# What you need to do
Reproduce the records word for word, leaving out any pictures they hold.

# Data for processing
+ + + +

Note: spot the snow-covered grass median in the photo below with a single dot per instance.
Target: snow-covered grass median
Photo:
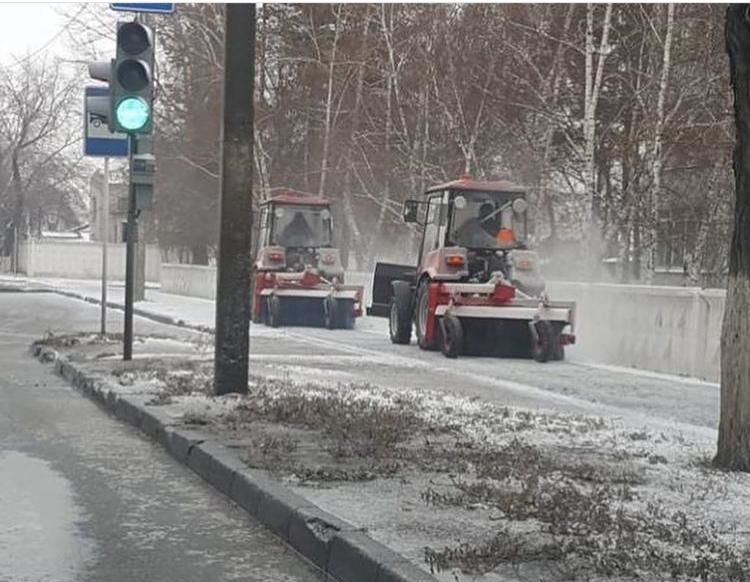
(472, 490)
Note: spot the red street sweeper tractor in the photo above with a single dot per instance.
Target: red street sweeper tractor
(476, 288)
(299, 277)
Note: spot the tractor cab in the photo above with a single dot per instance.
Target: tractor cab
(476, 288)
(296, 233)
(474, 231)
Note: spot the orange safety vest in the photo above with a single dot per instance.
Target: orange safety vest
(505, 235)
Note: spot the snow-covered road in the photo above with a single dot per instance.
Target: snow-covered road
(366, 355)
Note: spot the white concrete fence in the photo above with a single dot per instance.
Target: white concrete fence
(78, 259)
(674, 330)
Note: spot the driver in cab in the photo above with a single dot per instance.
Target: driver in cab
(485, 230)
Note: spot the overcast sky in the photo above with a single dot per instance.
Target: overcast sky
(27, 27)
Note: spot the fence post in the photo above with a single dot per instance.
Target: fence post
(700, 331)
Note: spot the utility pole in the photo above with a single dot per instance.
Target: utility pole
(131, 235)
(104, 209)
(235, 260)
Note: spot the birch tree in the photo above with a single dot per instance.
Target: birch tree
(734, 422)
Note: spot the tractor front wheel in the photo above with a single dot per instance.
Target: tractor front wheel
(452, 337)
(274, 311)
(330, 309)
(399, 321)
(422, 314)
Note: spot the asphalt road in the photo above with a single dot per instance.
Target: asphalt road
(366, 355)
(84, 498)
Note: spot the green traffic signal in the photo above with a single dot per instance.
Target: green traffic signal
(132, 113)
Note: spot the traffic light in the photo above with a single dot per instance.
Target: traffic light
(101, 105)
(131, 79)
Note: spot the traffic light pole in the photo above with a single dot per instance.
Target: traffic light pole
(131, 237)
(231, 358)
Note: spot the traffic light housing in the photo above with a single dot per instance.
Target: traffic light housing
(132, 79)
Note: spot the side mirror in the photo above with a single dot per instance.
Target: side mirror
(520, 205)
(411, 211)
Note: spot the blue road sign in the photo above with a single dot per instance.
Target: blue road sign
(162, 8)
(98, 140)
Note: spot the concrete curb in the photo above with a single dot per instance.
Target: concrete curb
(339, 549)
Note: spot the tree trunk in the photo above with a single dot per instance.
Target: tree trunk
(734, 422)
(591, 99)
(327, 129)
(652, 210)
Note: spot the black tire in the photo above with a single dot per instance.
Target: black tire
(452, 336)
(399, 321)
(330, 312)
(345, 314)
(542, 349)
(558, 350)
(274, 311)
(420, 314)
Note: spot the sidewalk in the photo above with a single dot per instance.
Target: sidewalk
(191, 312)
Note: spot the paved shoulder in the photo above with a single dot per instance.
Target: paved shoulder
(84, 498)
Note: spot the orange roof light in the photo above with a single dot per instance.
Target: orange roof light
(505, 235)
(454, 260)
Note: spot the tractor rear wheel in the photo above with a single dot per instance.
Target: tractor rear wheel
(543, 346)
(452, 337)
(274, 311)
(345, 313)
(399, 321)
(422, 313)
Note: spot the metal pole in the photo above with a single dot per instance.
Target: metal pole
(104, 210)
(131, 237)
(234, 260)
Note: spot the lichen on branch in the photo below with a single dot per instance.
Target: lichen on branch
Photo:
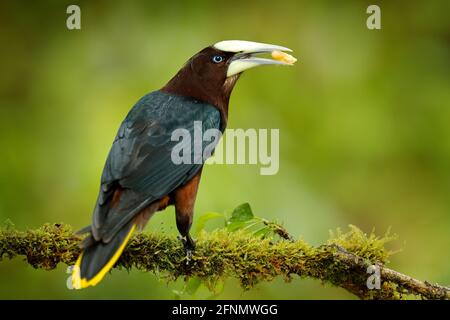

+ + + +

# Result of this exercise
Note: spot the snow-covered grass median in the photo below with a single dot per instance.
Target: snow-covered grass median
Photo:
(472, 490)
Note: spot the red street sweeper tractor in the photo above with a single dot per instance.
Target: red street sweeper tractor
(476, 288)
(299, 277)
Note: spot the tractor cab in the photo above with a single dot per instance.
Target: tractor cab
(476, 288)
(296, 233)
(474, 231)
Note: spot the orange safety vest in the photo above with a single dot per instance.
Target: orange safety vest
(505, 235)
Note: spot the snow-covered road in the photo above with a single dot per instance.
Target: snow-covered road
(366, 355)
Note: spot the white concrete fence in the photo above with a single dot per instance.
Target: white concrete fence
(78, 259)
(674, 330)
Note: spot the driver in cab in the photo above with a single dot per instance.
Target: driver in cab
(485, 230)
Note: spot the overcast sky in the photo above with a single dot per instance.
Target: overcast sky
(27, 27)
Note: spot the fence post in the photo above with a single dot per instance.
Target: fence post
(700, 331)
Note: spot the utility pole in the photo above with a single dot per instance.
Target: utility pole
(131, 235)
(104, 209)
(235, 260)
Note: spot the birch tree in the photo above with a single dot per instance.
Target: birch tree
(734, 422)
Note: spot the tractor front wheel in the photo above with a single dot per instance.
Target: tractor front wheel
(452, 337)
(274, 311)
(330, 309)
(399, 321)
(422, 314)
Note: spot the asphalt road in the photo above with a single dot per instance.
Target: asphalt road
(366, 355)
(84, 498)
Note: spot the green traffic signal in the photo above with a single dot per instance.
Target: green traffic signal
(132, 113)
Note: spot the traffic light in the photo above with a single dot per instance.
Target: traffic light
(101, 105)
(131, 79)
Note: spot the traffic light pole in the photo above with a single dot per instance.
Target: traffic light pole
(131, 237)
(231, 358)
Note: spot the traffic light housing in the photo above with a single dot per instance.
Target: traffic light housing
(132, 79)
Note: spot the side mirror in the photo above with a single dot per instance.
Target: side mirror
(520, 205)
(411, 211)
Note: spot the blue road sign in the photo above with a single dot per instance.
Target: blue road sign
(162, 8)
(98, 140)
Note: spot the concrete curb in the photo above with a single dot per instance.
Target: concrete curb
(339, 549)
Note: spot the tree trunk in the photo above with a single dot per instance.
Target: tree trunk
(734, 422)
(591, 99)
(327, 129)
(652, 210)
Note: spot the black tire in the photo above with a single dot per instance.
Target: black tire
(452, 336)
(399, 321)
(330, 312)
(345, 314)
(542, 349)
(558, 350)
(274, 311)
(420, 314)
Note: spot the sidewalk in the photo above with a single dot per instance.
Target: sidewalk
(191, 312)
Note: spot the paved shoulder in the photo above with a single dot per instance.
Target: paved shoulder
(84, 498)
Note: spot the orange roof light in the photo above with a single dot per instance.
Target: orange roof light
(505, 235)
(454, 260)
Note: spot the tractor rear wheel in the photo above with a single dot per instance.
Target: tractor rear wheel
(543, 346)
(452, 337)
(274, 311)
(345, 313)
(399, 321)
(422, 313)
Note: spot the metal pole in the photo above with a single dot per instance.
Target: metal pole
(104, 210)
(131, 237)
(234, 260)
Note: spot the lichen on branch in the photo below with a single dot per instance.
Target: lichen on branch
Photo:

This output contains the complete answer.